* **Problems and tasks**:
**A)** According to the Amman newsletter, how many seats does Jordan's parliament have?
**B)** Using the Amman newsletter, explain why the Islamic Action Front's victory isn't likely to revolutionize Jordan's political landscape.
**C)** List every group for which the Amman newsletter says a handful of parliamentary seats are reserved as minorities.

Autumn in Amman
Jordan's elections, how I prep for purposeful travel, and banishing the toxic productivity monster
Hi friends,
It’s the end of fig season here in Jordan, signifying the passing of summer and the arrival of autumn. The olives are starting to ripen on the trees, waiting to be harvested and pressed into precious oil.
Temperatures are hovering in the low 80s. These warm afternoons feel stagnant, like a change is overdue. But this past Sunday morning, I stepped onto my porch and caught the slightest chill, just enough to warrant long sleeves. That means soon it will be cool enough for floating in the Dead Sea and for the rains to turn the hills emerald green, which makes me giddy with anticipation.
The changing seasons bring both internal and external shifts—I’m adjusting to working for myself, and I’m looking forward to deepening my understanding of the Balkans as I meander through Bulgaria, Slovenia, and Croatia, all of which are new to me (more on that below). Autumn also marks the start of a new session of Jordan’s parliament, and an interesting transformation in Jordanian politics.
ballot box blues
Parliamentary elections took place one week ago today. I appreciated having the opportunity to witness them, as they only happen every 4 years in Jordan. I feel that having an understanding of Jordanian politics is part of my duty as a guest here, especially given my host country is a close ally of the U.S., so I’ve tried to follow along. But Election Day in Amman was as quiet as any other, and you wouldn’t have known anything was happening if not for the campaign posters that decorated the streets for months prior (they bore images of candidates of all stripes, from men in their twenties to women in niqabs…plus a few joke posters that were photoshopped versions of famous actors, which I particularly enjoyed!). Despite recent reforms aimed at shifting away from a system based on tribal ties and toward one based on political parties, less than a third of Jordanians turned out to vote.
The allocation of parliament’s 138 seats is complex. Some are reserved for parties, some for regional districts, and a handful for minorities—Chechens, Circassians, Christians, and women. (Where that might be viewed as tokenism in the west, in this context, I see it as a good-faith effort to support pluralism; without such protections, the most powerful tribes could easily drown out minority voices…but it’s also worth mentioning that Jordan’s ethnic minorities tend to back the monarchy.)
Of the 41 seats reserved for political parties, the Islamic Action Front (IAF)—a party tied to the Muslim Brotherhood, whose platform includes support for Hamas and ending peaceful relations with Israel—won 31, making them the largest opposition party. That comes as no surprise. About half of Jordanians are of Palestinian origin, and they are fed up with a year of government inaction on the Israel-Hamas war.
Still, the IAF’s victory isn’t likely to revolutionize the political landscape. The rest of parliament remains in the hands of tribal factions and independent politicians who lean pro-government, and beyond that, the king of Jordan retains more power than most constitutional monarchs. The results are simply a reflection of the fact that public anger has become the water we swim in.

* **Dataset extract**:
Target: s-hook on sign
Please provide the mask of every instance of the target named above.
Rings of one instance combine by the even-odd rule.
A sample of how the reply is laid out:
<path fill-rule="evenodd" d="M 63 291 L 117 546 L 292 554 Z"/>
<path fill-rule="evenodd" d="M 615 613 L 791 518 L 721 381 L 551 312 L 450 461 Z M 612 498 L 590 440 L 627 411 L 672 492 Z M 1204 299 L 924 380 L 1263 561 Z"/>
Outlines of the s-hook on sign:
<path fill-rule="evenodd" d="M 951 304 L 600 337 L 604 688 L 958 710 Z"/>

* **Answers for each item**:
**A)** 138 seats.

**B)** The rest of parliament remains in the hands of tribal factions and independent politicians who lean pro-government. Beyond that, the king of Jordan retains more power than most constitutional monarchs.

**C)** Chechens, Circassians, Christians, and women.